TEXT SHOWN:
%%

Phil used to say that he could tell whenever I was talking to either my aunty or my dad on the phone, because I would cackle like a wild woman with laughter.

My dad’s humour was elaborate; hidden like a present in the depths of a long story. Lapsing absentmindedly from English to Greek. Across the warm gravel of his throat, his words came with the exhalation of smoke, like long semi-colon pauses. I smile-waited, throwing my legs up on the sofa.

I don’t remember if I’d spoken to him the day that he died. But I do remember speaking to him the day before. And whatever it was that he’d said to me, he’d made me feel more positive that he was going to be ok. Horrible trick of the light.

So three years ago today, around this time of day, I had lunch alone and texted a childhood friend I hadn’t spoken to in a while. I told her I loved her and missed her and hoped that my text would repair the hole of time since we’d last spoken. Later that night I would be calling her with very different news.

%%

DATASET:
%%

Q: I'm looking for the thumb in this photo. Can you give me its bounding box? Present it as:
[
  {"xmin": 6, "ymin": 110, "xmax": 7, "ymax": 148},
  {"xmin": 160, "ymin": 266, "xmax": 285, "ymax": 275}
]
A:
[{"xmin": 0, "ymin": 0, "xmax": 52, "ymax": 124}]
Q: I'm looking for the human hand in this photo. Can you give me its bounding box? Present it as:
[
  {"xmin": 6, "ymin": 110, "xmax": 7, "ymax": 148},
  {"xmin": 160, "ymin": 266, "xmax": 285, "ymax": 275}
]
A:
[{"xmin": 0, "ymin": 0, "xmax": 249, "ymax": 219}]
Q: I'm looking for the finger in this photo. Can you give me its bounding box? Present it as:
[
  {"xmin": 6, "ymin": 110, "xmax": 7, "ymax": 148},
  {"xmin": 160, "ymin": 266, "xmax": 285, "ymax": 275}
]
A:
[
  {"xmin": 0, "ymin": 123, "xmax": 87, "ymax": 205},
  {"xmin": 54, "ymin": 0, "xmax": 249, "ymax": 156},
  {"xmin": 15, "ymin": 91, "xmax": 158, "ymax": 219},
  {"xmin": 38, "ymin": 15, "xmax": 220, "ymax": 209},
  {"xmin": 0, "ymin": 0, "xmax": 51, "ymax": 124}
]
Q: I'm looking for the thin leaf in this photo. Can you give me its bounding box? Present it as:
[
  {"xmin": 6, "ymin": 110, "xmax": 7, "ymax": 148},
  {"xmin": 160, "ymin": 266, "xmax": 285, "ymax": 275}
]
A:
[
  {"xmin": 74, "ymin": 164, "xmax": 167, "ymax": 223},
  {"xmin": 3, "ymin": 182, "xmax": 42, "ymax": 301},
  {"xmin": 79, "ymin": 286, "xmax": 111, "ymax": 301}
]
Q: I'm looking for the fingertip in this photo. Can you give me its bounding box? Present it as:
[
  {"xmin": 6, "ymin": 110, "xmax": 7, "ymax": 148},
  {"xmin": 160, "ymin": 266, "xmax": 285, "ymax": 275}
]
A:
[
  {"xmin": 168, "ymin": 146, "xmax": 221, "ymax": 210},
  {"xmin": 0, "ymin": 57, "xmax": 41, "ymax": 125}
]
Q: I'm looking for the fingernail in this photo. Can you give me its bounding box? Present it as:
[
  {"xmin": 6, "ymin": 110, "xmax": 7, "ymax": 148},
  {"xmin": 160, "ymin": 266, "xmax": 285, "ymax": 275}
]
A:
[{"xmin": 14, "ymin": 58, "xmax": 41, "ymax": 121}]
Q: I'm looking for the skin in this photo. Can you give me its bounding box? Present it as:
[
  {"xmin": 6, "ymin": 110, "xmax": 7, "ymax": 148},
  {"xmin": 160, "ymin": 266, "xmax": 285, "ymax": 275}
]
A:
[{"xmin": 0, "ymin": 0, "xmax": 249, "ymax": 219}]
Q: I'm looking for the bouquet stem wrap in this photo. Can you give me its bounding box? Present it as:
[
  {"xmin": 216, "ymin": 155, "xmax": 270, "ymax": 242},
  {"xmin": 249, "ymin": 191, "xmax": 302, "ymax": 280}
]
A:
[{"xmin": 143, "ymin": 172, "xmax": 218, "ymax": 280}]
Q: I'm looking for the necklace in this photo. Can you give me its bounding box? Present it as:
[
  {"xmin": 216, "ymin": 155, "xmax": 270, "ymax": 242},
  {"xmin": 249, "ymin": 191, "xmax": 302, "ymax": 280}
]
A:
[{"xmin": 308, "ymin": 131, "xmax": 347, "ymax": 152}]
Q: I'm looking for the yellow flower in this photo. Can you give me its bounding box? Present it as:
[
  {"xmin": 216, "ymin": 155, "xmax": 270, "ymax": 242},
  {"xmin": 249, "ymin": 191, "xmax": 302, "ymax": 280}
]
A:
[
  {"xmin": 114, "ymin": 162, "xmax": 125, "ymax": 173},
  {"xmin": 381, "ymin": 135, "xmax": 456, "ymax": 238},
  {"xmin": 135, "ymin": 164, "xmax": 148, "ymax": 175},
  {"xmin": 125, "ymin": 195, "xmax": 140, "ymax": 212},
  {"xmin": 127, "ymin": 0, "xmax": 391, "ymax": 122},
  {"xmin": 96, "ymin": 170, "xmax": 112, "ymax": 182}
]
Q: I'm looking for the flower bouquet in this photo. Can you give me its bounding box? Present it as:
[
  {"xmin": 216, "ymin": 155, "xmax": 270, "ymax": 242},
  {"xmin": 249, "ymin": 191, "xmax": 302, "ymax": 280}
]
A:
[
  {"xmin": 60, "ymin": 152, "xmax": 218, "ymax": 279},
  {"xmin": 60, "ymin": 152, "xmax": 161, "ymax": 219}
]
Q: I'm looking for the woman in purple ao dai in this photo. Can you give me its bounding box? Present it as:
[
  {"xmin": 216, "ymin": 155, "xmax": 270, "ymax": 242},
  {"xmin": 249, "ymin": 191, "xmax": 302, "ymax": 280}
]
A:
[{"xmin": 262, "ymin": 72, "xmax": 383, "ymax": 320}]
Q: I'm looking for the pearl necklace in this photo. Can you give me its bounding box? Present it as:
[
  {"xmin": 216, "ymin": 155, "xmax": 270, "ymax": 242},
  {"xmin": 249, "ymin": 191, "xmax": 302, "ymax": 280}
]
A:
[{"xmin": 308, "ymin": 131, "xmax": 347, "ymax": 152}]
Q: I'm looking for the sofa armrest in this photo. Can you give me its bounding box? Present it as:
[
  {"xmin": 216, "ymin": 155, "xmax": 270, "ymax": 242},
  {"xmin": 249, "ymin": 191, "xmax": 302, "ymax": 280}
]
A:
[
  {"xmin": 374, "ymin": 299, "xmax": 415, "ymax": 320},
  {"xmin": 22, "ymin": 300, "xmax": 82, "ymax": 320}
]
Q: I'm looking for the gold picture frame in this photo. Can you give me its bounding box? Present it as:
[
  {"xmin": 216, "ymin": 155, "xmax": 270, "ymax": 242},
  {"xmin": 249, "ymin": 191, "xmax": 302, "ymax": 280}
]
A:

%%

QUESTIONS:
1. In the piece about the writer's father, which two languages did he drift between while talking?
2. Please continue the piece about the writer's father, starting after its final sentence.

EXERCISE RESPONSES:
1. English and Greek.

2.
I went home from work and idled about waiting for my husband to come home. I made a list, asked the universe for a sign and then the burger phone rang; it was my mum…

I could detail the stilling sadness of the events that followed but they would just be words spoiling the whiteness of the page. You wouldn’t be able to feel them as I did. Instead I’m remembering how much he made me laugh. The wild whirl of his personality was like the swooping of birds, cutting through the sky in formation. Plunging bravely headfirst: magnificent in their fearlessness.

Thinking back now, I wonder how exactly I knew that the best comedy requires an equal measure of tragedy.

He received a card one Christmas, with nothing written inside. I commented it on it as I handed it to him, confused who the hell it was from. “Ah that’s from Costas” he replied without hesitation. Quizzing him on how he knew, his answer came straight off the cuff “because he’s not speaking to me”.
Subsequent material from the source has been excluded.